■ **TEXT PASSAGE**
►
I have to take some responsibility for this one though. I think part of the reason it took me so long to decide on a doctor to see was anxiety. I didn’t really expect to have anxiety. Perhaps I should have expected it, but as I said its been over 15 years since the last time I had to look for a new doctor. The last time I had to go through a good 12 different doctors to find one that worked for me. I definitely wasn’t looking forward to it, but I thought I was prepared. And then the anxiety just kind of sprung up out of no where.
So if you don’t know what the GDPR is, you can read about it here. The very basics of it is that is a European law that governs your privacy rights. Some of you out there might be thinking but I don’t live in Europe, so why does this matter. And its complicated, which was part of the problem. There probably are a handful of people out there somewhere that are in no way affected by the new law, but those people probably don’t have internet service. Essentially if you live in Europe, have a website that has traffic from Europe, or do business with a company in Europe or a company that does business with people in Europe, then you are at least in some minute way going to be affected by this law.
Please don’t take any of what I am saying as though I am complaining about the law itself, I actually think it is a great thing that people’s personal information is going to be more protected. The part that I wish were different is all of the legal jargon involved. Everything I have read says its suppose to be put in easy to understand terms, but in reality you need a law degree to understand any of it. That is on top of me having the brain fog problems. This is the point where I almost had a mental breakdown. I really came close a couple of times to having a panic attack about everything that had to be done to make my website compliant. And to be honest, I am still not 100% sure that it is.
◄
■ **EXTRACTED INFORMATION**
►
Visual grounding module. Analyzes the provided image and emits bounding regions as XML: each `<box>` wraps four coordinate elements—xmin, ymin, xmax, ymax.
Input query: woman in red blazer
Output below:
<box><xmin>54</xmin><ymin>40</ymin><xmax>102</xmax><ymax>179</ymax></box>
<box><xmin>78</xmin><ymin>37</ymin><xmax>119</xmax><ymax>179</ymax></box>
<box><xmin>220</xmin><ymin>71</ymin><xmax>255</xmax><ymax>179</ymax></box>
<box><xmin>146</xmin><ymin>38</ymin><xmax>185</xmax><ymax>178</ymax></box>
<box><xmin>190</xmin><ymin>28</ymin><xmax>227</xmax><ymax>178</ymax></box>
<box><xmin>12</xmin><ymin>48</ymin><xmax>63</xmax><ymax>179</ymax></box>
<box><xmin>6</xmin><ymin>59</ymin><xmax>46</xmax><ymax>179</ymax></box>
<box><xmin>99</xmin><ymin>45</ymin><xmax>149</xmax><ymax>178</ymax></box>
◄
►
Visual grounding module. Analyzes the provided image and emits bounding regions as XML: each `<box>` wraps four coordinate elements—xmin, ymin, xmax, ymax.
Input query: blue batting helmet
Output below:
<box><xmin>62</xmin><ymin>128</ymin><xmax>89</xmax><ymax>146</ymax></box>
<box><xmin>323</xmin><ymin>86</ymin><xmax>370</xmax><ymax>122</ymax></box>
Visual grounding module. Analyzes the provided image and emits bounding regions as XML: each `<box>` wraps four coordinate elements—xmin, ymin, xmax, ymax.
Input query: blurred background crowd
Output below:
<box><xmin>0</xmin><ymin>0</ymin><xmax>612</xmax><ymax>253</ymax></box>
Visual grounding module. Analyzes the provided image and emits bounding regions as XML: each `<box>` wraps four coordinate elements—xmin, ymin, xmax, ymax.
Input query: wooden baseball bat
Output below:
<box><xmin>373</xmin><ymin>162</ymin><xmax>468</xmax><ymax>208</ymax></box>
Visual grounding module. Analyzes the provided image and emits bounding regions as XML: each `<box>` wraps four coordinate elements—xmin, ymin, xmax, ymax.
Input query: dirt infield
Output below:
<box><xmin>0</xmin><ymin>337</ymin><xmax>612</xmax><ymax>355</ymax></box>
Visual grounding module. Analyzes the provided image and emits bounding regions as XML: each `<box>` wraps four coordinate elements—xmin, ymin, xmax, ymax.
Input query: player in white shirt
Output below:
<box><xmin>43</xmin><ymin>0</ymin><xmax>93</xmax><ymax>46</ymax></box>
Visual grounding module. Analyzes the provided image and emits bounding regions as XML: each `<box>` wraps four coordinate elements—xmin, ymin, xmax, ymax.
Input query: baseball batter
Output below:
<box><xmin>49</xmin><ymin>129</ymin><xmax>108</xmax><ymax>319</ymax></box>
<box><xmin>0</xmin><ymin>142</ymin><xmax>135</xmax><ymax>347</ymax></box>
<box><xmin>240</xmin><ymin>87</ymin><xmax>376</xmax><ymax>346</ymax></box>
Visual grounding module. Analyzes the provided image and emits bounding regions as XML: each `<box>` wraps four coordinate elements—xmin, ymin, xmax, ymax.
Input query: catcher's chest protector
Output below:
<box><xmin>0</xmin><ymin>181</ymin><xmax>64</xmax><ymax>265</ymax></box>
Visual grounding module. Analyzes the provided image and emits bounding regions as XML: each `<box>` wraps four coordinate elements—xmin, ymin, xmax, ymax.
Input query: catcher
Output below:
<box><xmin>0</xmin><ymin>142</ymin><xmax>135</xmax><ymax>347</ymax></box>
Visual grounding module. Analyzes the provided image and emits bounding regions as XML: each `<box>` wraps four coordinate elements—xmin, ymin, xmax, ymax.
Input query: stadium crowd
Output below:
◄
■ **INSTRUCTIONS**
**A.** Answer these from the blog post:
(i) How long has it been since the writer last had to look for a new doctor?
(ii) How many doctors did the writer go through that last time?
(iii) According to the post, what does the GDPR govern?
**B.** Reproduce a part of the blog post word for word: begin at the words "So if you don’t" and stop after "by this law.".
The rows come from a different source than the blog post.

■ **RESPONSES TO THE TASKS**
**A.**
(i) Over 15 years.
(ii) About 12.
(iii) Your privacy rights.

**B.**
So if you don’t know what the GDPR is, you can read about it here. The very basics of it is that is a European law that governs your privacy rights. Some of you out there might be thinking but I don’t live in Europe, so why does this matter. And its complicated, which was part of the problem. There probably are a handful of people out there somewhere that are in no way affected by the new law, but those people probably don’t have internet service. Essentially if you live in Europe, have a website that has traffic from Europe, or do business with a company in Europe or a company that does business with people in Europe, then you are at least in some minute way going to be affected by this law.